__Text block__:
Recovery, Success Rates, and Follow-Up
Acute traumatic subdural haematoma carries high mortality (forty to sixty percent in severe cases) and outcome depends on initial Glasgow Coma Scale, age, and time to evacuation. Chronic subdural haematoma evacuation gives good outcomes in around eighty percent of cases. Recurrence after standard burr hole evacuation runs at ten to twenty percent, dropping below ten percent with middle meningeal artery embolisation. Follow-up imaging at six weeks confirms resolution. Cognitive recovery often continues for three to six months.
How to Choose the Right Subdural Haematoma Doctor
Acute subdural is an emergency: go to the nearest neurosurgical centre with twenty-four-hour computed tomography, theatre, and intensive care unit. For chronic and recurrent chronic subdurals, choose a centre offering middle meningeal artery embolisation alongside standard surgery. Ask about recurrence rates, anticoagulation reversal protocols, and rehabilitation pathways.

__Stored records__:
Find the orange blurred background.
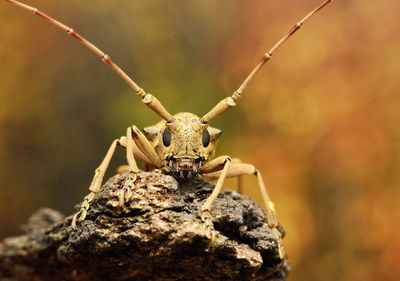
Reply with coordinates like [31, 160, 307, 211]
[0, 0, 400, 281]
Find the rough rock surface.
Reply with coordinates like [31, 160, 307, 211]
[0, 172, 289, 281]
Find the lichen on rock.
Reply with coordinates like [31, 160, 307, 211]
[0, 171, 289, 280]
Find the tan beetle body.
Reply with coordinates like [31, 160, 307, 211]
[143, 112, 221, 179]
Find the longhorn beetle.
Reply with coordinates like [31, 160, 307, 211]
[5, 0, 333, 259]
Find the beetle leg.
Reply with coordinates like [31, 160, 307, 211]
[200, 156, 231, 242]
[132, 126, 163, 168]
[118, 127, 139, 207]
[203, 162, 286, 260]
[71, 136, 124, 229]
[118, 126, 162, 206]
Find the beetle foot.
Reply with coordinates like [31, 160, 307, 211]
[71, 192, 96, 229]
[201, 210, 218, 245]
[118, 172, 137, 207]
[272, 227, 286, 263]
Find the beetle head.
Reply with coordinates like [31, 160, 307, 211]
[144, 112, 221, 179]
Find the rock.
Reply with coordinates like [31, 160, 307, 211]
[0, 172, 289, 281]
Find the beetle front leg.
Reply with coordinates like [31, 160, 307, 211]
[200, 156, 231, 238]
[203, 162, 286, 260]
[71, 139, 120, 229]
[118, 125, 162, 206]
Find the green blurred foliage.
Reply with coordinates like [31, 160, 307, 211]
[0, 0, 400, 281]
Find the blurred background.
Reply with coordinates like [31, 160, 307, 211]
[0, 0, 400, 281]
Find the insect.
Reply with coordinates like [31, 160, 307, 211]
[5, 0, 332, 259]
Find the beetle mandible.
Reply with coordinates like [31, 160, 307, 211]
[5, 0, 333, 259]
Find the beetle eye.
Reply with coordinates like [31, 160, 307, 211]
[202, 130, 210, 147]
[163, 129, 171, 146]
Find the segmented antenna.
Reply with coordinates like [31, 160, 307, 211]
[5, 0, 173, 121]
[202, 0, 333, 123]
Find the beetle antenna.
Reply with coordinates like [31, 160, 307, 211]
[202, 0, 333, 123]
[5, 0, 173, 121]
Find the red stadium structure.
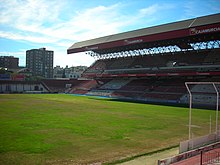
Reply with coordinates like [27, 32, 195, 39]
[67, 14, 220, 105]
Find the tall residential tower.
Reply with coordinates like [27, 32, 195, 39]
[26, 48, 54, 78]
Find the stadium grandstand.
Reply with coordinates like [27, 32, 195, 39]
[67, 14, 220, 105]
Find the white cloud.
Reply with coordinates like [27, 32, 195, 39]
[0, 50, 26, 66]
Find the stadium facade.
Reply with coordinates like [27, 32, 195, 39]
[26, 48, 54, 78]
[67, 14, 220, 105]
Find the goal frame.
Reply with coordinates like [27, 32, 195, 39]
[185, 82, 220, 140]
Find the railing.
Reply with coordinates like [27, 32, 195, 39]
[200, 151, 220, 165]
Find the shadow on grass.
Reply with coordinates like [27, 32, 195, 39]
[89, 96, 216, 110]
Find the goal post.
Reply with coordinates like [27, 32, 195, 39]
[185, 82, 220, 140]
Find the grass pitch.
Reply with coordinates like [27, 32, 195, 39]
[0, 94, 215, 164]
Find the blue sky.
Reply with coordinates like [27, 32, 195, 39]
[0, 0, 220, 66]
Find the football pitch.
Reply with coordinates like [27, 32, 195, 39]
[0, 94, 215, 164]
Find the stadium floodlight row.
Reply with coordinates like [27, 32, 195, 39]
[67, 14, 220, 58]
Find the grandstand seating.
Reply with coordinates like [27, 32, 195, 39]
[84, 49, 220, 74]
[42, 79, 78, 93]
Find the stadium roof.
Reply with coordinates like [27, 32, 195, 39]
[67, 14, 220, 54]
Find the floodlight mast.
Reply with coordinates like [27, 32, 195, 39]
[185, 82, 192, 140]
[185, 82, 220, 140]
[212, 83, 219, 134]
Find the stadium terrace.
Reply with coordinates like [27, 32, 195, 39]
[67, 14, 220, 105]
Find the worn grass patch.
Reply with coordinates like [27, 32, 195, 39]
[0, 94, 215, 164]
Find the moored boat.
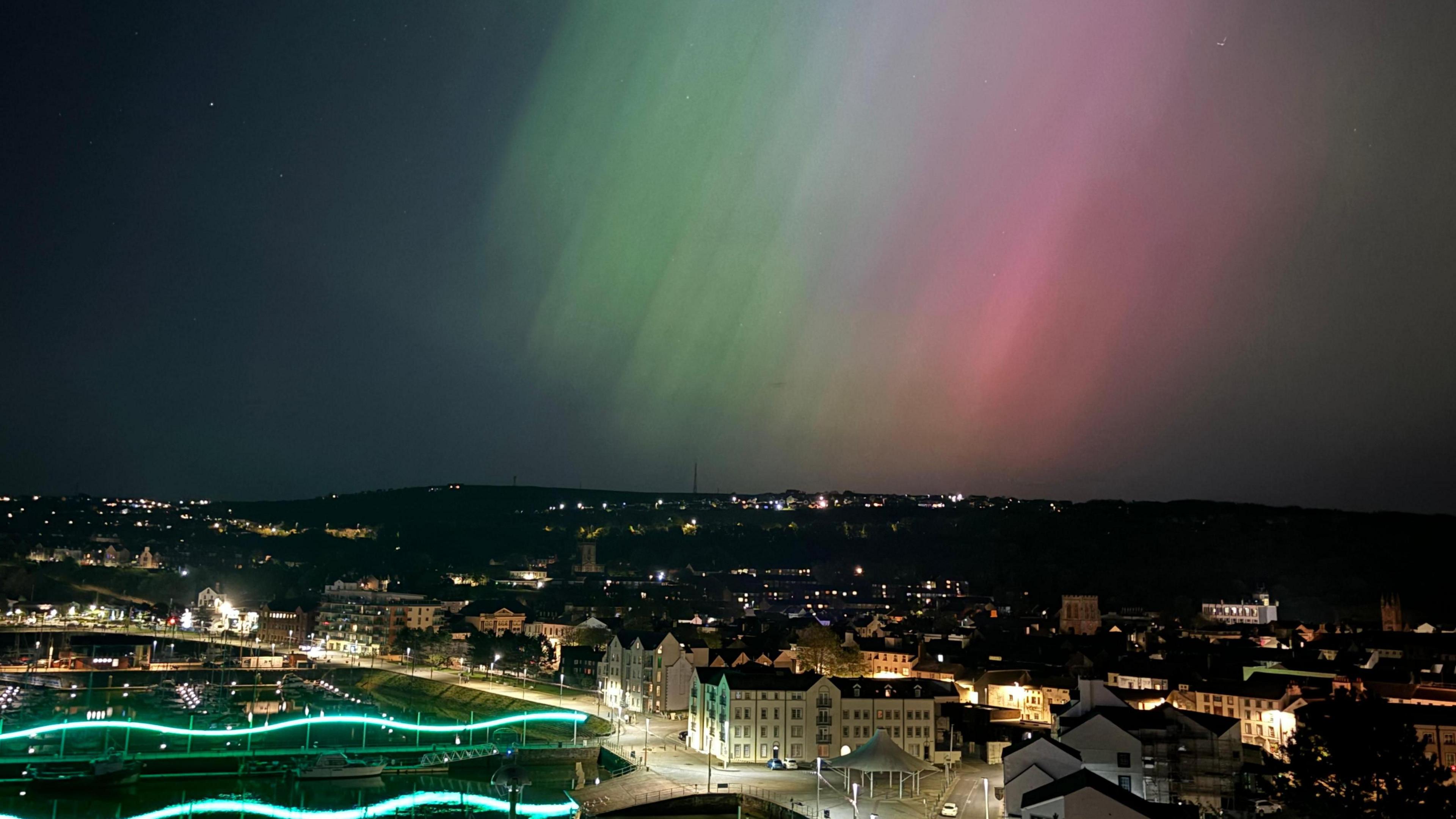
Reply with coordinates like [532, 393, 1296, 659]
[297, 753, 384, 780]
[22, 750, 141, 787]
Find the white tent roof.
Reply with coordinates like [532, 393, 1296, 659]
[824, 729, 936, 774]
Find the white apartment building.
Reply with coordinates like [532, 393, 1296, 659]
[597, 631, 708, 714]
[687, 666, 958, 764]
[687, 667, 839, 762]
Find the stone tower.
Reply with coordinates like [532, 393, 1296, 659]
[1061, 594, 1102, 634]
[1380, 594, 1405, 631]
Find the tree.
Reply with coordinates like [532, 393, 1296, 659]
[1276, 692, 1456, 819]
[566, 627, 612, 649]
[795, 622, 842, 675]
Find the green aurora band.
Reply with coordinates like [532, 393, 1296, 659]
[0, 711, 587, 742]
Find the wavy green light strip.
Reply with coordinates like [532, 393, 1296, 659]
[0, 711, 587, 743]
[0, 791, 577, 819]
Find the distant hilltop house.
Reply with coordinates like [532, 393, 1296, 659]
[1203, 592, 1279, 625]
[323, 525, 378, 541]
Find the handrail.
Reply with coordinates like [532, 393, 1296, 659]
[581, 783, 804, 814]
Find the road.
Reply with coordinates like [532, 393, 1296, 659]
[341, 657, 1002, 819]
[0, 630, 1002, 819]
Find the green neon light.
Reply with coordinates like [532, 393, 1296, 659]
[0, 711, 587, 743]
[0, 791, 577, 819]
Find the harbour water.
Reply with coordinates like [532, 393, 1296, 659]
[0, 769, 571, 819]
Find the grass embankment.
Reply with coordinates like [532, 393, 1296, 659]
[341, 669, 612, 742]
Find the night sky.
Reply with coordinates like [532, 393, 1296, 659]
[0, 0, 1456, 511]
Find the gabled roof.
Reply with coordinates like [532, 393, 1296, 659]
[1061, 703, 1239, 736]
[1002, 734, 1082, 759]
[695, 663, 824, 691]
[830, 676, 960, 700]
[1021, 768, 1181, 819]
[616, 631, 668, 650]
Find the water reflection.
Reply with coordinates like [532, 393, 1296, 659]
[0, 777, 577, 819]
[0, 783, 577, 819]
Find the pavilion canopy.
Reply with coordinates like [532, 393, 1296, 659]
[824, 729, 936, 774]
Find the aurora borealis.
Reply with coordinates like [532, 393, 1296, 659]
[0, 2, 1456, 511]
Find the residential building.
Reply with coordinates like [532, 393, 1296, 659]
[846, 635, 919, 678]
[687, 666, 827, 762]
[1060, 704, 1243, 813]
[1168, 675, 1306, 753]
[1021, 771, 1181, 819]
[1000, 734, 1082, 816]
[1061, 594, 1102, 634]
[460, 603, 526, 637]
[598, 631, 706, 714]
[558, 646, 601, 691]
[830, 678, 960, 765]
[521, 619, 574, 651]
[1203, 592, 1279, 625]
[572, 541, 604, 574]
[258, 599, 319, 650]
[971, 669, 1075, 726]
[325, 577, 441, 656]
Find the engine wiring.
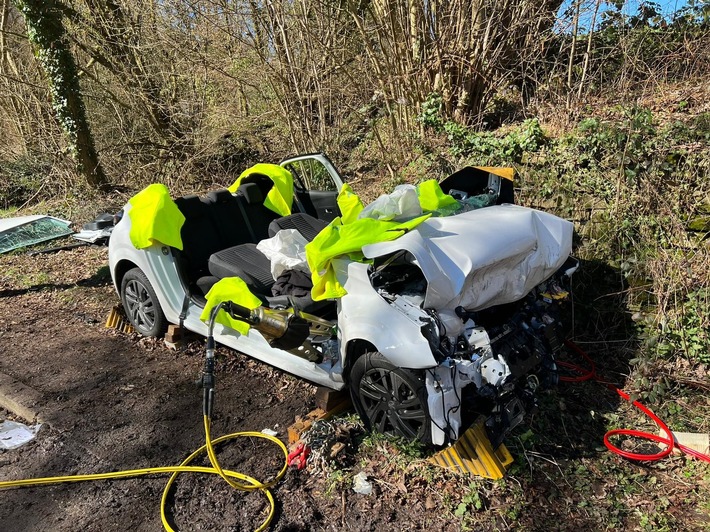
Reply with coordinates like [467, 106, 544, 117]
[557, 340, 710, 463]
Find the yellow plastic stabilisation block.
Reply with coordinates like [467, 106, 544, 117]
[429, 420, 513, 480]
[106, 307, 134, 334]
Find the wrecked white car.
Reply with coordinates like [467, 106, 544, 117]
[109, 154, 577, 445]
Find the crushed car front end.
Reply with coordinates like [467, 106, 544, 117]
[339, 205, 577, 445]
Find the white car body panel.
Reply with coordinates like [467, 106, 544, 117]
[336, 260, 436, 369]
[363, 205, 574, 311]
[109, 205, 344, 389]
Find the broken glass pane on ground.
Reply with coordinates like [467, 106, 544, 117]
[0, 215, 73, 253]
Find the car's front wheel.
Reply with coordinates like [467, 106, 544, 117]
[121, 268, 168, 336]
[350, 353, 431, 445]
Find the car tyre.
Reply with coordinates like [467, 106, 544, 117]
[350, 353, 431, 445]
[121, 268, 168, 337]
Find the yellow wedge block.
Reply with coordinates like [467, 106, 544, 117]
[106, 307, 134, 334]
[429, 420, 513, 480]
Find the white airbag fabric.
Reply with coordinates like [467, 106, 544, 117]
[256, 229, 311, 280]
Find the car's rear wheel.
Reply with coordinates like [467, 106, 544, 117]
[121, 268, 168, 336]
[350, 353, 431, 445]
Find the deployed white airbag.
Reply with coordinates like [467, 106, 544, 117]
[363, 205, 573, 310]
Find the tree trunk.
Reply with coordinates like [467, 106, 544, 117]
[15, 0, 108, 188]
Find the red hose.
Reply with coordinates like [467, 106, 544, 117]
[557, 340, 710, 463]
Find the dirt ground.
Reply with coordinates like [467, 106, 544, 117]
[0, 243, 710, 532]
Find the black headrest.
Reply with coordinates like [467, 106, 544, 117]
[237, 183, 264, 205]
[241, 172, 274, 197]
[175, 194, 203, 219]
[207, 188, 234, 203]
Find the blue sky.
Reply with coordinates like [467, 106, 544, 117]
[559, 0, 696, 31]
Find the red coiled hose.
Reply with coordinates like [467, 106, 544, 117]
[557, 340, 710, 463]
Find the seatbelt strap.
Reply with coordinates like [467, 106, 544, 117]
[237, 198, 259, 244]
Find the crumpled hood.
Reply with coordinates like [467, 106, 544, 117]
[362, 205, 573, 311]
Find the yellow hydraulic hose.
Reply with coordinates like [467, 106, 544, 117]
[0, 416, 288, 532]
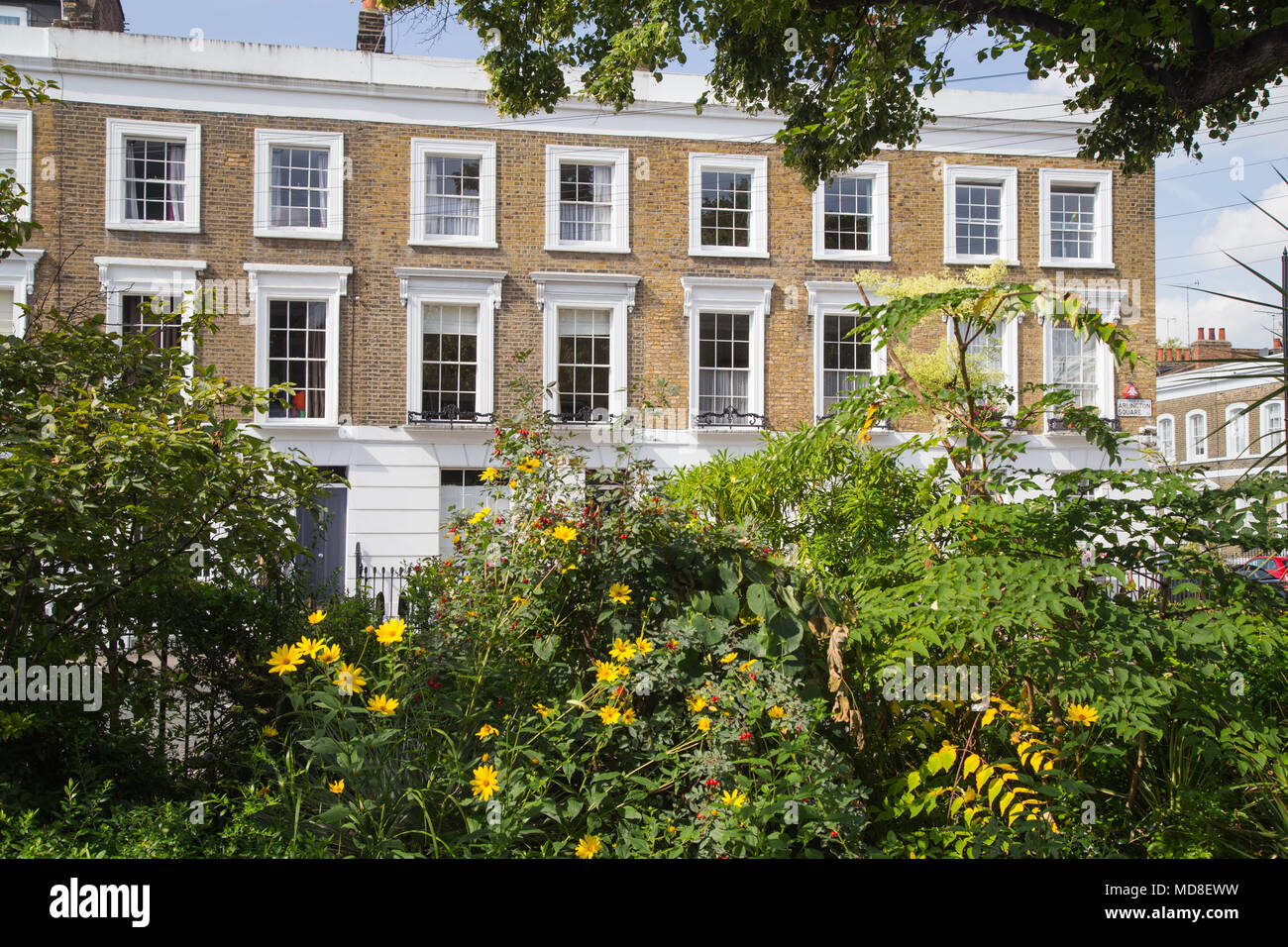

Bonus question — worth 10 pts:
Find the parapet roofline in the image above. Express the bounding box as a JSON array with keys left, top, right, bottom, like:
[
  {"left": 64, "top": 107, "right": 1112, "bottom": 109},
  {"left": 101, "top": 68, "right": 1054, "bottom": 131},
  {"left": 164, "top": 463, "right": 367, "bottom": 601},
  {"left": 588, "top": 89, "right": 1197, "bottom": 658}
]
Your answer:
[{"left": 0, "top": 27, "right": 1090, "bottom": 155}]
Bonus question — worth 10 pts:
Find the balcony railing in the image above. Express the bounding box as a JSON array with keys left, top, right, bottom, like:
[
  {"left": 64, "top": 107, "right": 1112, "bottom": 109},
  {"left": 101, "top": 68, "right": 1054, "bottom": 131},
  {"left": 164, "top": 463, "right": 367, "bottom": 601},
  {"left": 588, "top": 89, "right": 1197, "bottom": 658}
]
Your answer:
[
  {"left": 407, "top": 404, "right": 492, "bottom": 427},
  {"left": 693, "top": 406, "right": 769, "bottom": 428}
]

__What you will do__: Write the next part of the subdural hematoma text, starting right after its last sentence.

__Output of the task__:
International Patient Support
Subdural haematoma surgery in India, including middle meningeal artery embolisation, costs significantly less than in Western countries with full-quality outcomes. Cancer Rounds arranges the medical visa invitation letter, accommodation, multilingual support in eleven plus languages, and a single case manager throughout. Patients travel from Nigeria, Bangladesh, Kenya, Ethiopia, Iraq, Oman, and the United Arab Emirates for recurrent chronic subdural management.
Frequently Asked Questions
What is the difference between acute and chronic subdural?
Acute develops within hours to days of head injury and appears bright on computed tomography. Chronic develops over weeks (often after a minor or forgotten injury) and appears dark on imaging. They behave differently and need different treatment.
Do all subdurals need surgery?
No. Small subdurals with no mid-line shift and stable neurology are watched with repeat imaging. Surgery is for haematomas with mass effect, neurological deficit, or growing size on imaging.
What is middle meningeal artery embolisation?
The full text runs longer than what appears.